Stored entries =
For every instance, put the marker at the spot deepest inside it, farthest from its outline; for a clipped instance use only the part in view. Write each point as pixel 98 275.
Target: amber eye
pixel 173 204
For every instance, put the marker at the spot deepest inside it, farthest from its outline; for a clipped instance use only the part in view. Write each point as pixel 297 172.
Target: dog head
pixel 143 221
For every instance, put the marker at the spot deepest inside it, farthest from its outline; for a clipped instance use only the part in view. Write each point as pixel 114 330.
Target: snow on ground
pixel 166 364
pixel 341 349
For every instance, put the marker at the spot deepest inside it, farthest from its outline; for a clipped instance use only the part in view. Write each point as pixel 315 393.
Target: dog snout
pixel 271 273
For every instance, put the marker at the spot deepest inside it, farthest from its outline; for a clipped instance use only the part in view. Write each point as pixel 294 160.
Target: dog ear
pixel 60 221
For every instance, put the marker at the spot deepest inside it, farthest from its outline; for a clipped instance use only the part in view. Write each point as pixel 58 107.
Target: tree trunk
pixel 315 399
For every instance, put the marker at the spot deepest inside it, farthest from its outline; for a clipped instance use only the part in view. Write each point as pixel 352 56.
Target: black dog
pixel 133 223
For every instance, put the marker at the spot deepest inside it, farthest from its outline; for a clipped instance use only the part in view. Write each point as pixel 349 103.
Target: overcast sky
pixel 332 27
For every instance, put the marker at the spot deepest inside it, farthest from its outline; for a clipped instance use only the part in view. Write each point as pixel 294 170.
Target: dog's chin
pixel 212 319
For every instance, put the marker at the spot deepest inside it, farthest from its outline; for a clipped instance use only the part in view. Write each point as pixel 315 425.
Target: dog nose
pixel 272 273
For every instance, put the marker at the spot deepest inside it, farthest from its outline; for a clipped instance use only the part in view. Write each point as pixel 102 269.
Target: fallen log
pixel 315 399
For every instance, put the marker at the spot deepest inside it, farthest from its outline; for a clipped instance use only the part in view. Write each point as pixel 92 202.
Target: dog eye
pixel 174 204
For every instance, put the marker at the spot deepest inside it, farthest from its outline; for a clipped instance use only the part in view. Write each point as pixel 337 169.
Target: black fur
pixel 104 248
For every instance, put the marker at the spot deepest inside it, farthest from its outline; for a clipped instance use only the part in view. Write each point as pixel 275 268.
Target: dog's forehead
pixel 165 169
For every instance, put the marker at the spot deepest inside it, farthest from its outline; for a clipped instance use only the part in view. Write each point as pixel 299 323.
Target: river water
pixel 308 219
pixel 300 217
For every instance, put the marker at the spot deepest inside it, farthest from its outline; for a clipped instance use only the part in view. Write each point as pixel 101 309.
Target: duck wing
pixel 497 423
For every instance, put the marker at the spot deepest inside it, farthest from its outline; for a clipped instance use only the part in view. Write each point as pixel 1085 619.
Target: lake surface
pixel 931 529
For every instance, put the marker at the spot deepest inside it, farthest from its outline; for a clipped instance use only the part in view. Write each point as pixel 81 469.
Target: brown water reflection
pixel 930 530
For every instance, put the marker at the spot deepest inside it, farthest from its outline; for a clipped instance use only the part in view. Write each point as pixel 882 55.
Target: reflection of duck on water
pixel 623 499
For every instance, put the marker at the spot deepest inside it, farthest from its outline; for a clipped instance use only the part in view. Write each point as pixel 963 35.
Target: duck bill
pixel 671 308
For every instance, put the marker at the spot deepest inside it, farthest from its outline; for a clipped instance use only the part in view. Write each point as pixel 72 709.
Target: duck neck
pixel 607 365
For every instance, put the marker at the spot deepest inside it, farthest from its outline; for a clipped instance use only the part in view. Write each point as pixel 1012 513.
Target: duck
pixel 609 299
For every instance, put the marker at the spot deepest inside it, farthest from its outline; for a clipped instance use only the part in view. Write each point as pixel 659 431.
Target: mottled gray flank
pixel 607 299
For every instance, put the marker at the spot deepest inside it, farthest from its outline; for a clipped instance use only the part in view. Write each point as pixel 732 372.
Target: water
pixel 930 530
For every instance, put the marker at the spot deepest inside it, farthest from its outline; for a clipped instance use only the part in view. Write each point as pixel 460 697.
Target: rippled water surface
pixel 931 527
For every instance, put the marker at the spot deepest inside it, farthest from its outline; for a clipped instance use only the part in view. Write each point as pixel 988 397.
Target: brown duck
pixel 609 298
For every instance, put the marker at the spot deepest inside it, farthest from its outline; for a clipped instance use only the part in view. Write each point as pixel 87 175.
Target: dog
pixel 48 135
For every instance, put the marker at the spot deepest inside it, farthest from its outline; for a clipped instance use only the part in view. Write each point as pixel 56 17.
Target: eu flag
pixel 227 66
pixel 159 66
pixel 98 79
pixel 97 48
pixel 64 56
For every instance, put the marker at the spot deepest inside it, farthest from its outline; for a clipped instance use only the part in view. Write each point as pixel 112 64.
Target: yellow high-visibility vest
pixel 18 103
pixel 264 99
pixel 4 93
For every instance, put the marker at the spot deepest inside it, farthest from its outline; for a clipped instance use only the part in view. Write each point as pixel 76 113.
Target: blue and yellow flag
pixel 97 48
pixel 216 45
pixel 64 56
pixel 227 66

WHAT YOU ARE ASKED TO DO = Repeat the data in its entirety, character for character.

PROBLEM SOLUTION =
For every instance, put the marker at the spot deepest inside it, farthest from its outline; for a clipped instance use only the part in view. Write each point as pixel 98 275.
Target: amber eye
pixel 173 204
For every instance, put the marker at the spot deepest inside it, farthest from its outline; for a clipped instance use only the part in view. Write each point as pixel 297 172.
Target: dog head
pixel 143 221
For every instance, put the marker at the spot deepest inside it, farthest from its outline; for a clipped instance use only the part in view. Write each point as pixel 114 330.
Target: snow on ground
pixel 166 364
pixel 341 349
For every instance, put the marker at the spot deepest inside it, farthest from its outline; for a clipped instance use only the part in view. Write each point as pixel 315 393.
Target: dog snout
pixel 271 273
For every instance, put the marker at the spot deepest inside it, farthest from its outline; for a clipped instance use only the part in view. Write each point as pixel 294 160.
Target: dog ear
pixel 60 221
For every instance, put the marker at the spot deepest inside it, farthest from its outline; for a clipped instance use only the part in view. Write each point as pixel 58 107.
Target: tree trunk
pixel 315 399
For every instance, put the marker at the spot deepest inside it, farthest from its outline; for a clipped instance use only the part in view. Write each point as pixel 352 56.
Target: black dog
pixel 133 223
For every instance, put the marker at the spot deepest inside it, farthest from its outline; for a clipped instance use only the part in view. Write each point as pixel 349 103.
Target: overcast sky
pixel 332 27
For every instance, put the marker at the spot deepest inside it, farthest from its outline; for a clipped instance use only the part in view. Write each point as pixel 294 170.
Target: dog's chin
pixel 212 319
For every instance, put the marker at the spot deepest inside it, farthest from its outline; for a clipped instance use only the part in view. Write each point as pixel 315 425.
Target: dog nose
pixel 272 273
For every instance, put the marker at the spot deepest inside it, farthest from its outline; for a clipped instance use only the part in view. Write each point as pixel 102 269.
Target: fallen log
pixel 315 399
For every instance, put the marker at the spot deepest inside it, farthest from its outline; for a clipped instance use only the part in view. Write each point as pixel 92 202.
Target: dog eye
pixel 174 204
For every instance, put the marker at the spot deepest inside it, farthest from its outline; for a clipped instance use only the part in view. Write each point as pixel 337 169.
Target: black fur
pixel 104 248
For every instance, put the marker at the spot deepest inside it, farthest from its outline; for a clipped instance use only the part in view. Write each point as pixel 275 268.
Target: dog's forehead
pixel 165 169
For every instance, put the marker at the spot deepest inside it, farthest from its outline; for a clipped instance use only the part in view. Write each point as pixel 299 323.
Target: river water
pixel 308 219
pixel 300 217
For every instance, put the marker at the spot deepest inside it, farthest from its outline; for a clipped instance use only the part in view. Write each point as pixel 101 309.
Target: duck wing
pixel 497 423
For every instance, put the marker at the spot deepest inside it, farthest from its outline; for a clipped instance use only the part in view. Write each point as pixel 1085 619.
Target: lake surface
pixel 931 529
For every instance, put the marker at the spot deepest inside it, farthest from its outline; for a clipped instance use only the part in view. Write each point as pixel 81 469.
Target: brown water reflection
pixel 930 530
For every instance, put the marker at the spot deepest inside it, farthest from its outline; for a clipped instance use only the part in view. Write each point as pixel 882 55.
Target: reflection of duck on water
pixel 623 499
For every instance, put the marker at the spot deepest inside it, farthest from its outline; for a clipped instance use only the part in view. Write each point as pixel 963 35.
Target: duck bill
pixel 671 308
For every instance, put the marker at the spot deepest inside it, farthest from its outline; for a clipped instance use only the part in view. Write each point as pixel 72 709.
Target: duck neck
pixel 607 365
For every instance, put the marker at the spot deepest inside it, farthest from its outline; for a clipped instance use only the part in view. Write each point as pixel 1012 513.
Target: duck
pixel 609 299
For every instance, put the marker at the spot deepest inside it, farthest from its outline; for a clipped instance use only the part in view. Write each point as pixel 659 431.
Target: mottled gray flank
pixel 607 299
For every instance, put the marker at the spot deepest inside it, farthest from its outline; for a clipped instance use only the part in view. Write each point as pixel 732 372.
Target: water
pixel 930 530
For every instance, put the marker at the spot deepest inside it, farthest from its outline; for a clipped instance use only the part in view. Write each point as pixel 460 697.
Target: rippled water surface
pixel 931 527
For every instance, put the marker at the spot deepest inside it, farthest from its outline; for a clipped instance use only the part in view. Write each point as pixel 988 397.
Target: brown duck
pixel 609 298
For every instance, put the marker at the spot deepest inside it, farthest from its outline; for a clipped instance use only the part in view. Write each point as pixel 87 175.
Target: dog
pixel 48 135
For every instance, put the marker at the spot deepest inside it, farthest from its outline; for a clipped instance use only the part in view. Write each point as pixel 56 17.
Target: eu flag
pixel 227 66
pixel 159 66
pixel 98 79
pixel 97 48
pixel 64 56
For every instance, put the marker at the spot deepest inside it, farthest from its outline; for a clipped instance use only the part in view. Write each point as pixel 112 64.
Target: yellow high-visibility vest
pixel 18 103
pixel 264 99
pixel 4 93
For every instance, put the marker at the spot deepest inside it, farthest from its outline; for a clipped instance use only the part in view. Write each point as pixel 76 113.
Target: blue and yellow flag
pixel 97 48
pixel 216 45
pixel 64 56
pixel 227 66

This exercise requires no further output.